→ Your tasks:
1. From the passage on St Mark's church finances below, reproduce everything from "This tendency was" down to "to £64 in 1922.".
2. In the St Mark's passage below, condense the paragraph beginning "In 1908, St Mark's had to find" into a short bulleted list that keeps its main facts.

→ Passage for review:
This tendency was blamed by his critics for the falling-off in congregations
and grave financial problems which beset the church in the first two decades of
the present century. Hospital collections fell from £160 in 1907 to £28 in
1922 and the Easter offering from £202 in 1914 to £64 in 1922.
But, there were other problems, besides liturgical differences. The
population mix of the district was changing with more non-Christians coming into
the area. The First World War had a traumatic and profoundly dislocating effect
on the community and the church.
St Mark’s had never been richly endowed and always relied on the support of
parishioners and well wishers, as it does today. One such, Joseph Good, funded
the building of the spire and much of the chancel.
In 1908, St Mark’s had to find £1,200 to rebuild its drains and underpin
the west end of the church. Some of the money came from voluntary contributions
and some from a bazaar, opened by the Duchess of Albany. After Duckworth’s
death in 1911, funds were raised to build the present baptistery in his memory.
Money was raised to later, under Magee’s successor’s, to electrify the
church in 1925, for £340, and make other improvements, as congregations slowly
rebuilt in the inter-war years. Magee’s successor, Percieval Gough, inherited
debts of £800 and an annual stipend which had fallen to £300. Vigorous
fund-raising through bazaars and other means became the order of the day.

→ Provided material:

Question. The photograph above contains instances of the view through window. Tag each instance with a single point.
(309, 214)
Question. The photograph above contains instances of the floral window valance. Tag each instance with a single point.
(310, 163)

→ Answer list:
1.
This tendency was blamed by his critics for the falling-off in congregations
and grave financial problems which beset the church in the first two decades of
the present century. Hospital collections fell from £160 in 1907 to £28 in
1922 and the Easter offering from £202 in 1914 to £64 in 1922.

2.
- In 1908, St Mark's needed £1,200 to rebuild its drains and underpin the west end of the church.
- The money came partly from voluntary contributions and partly from a bazaar opened by the Duchess of Albany.
- After Duckworth's death in 1911, funds were raised to build the present baptistery in his memory.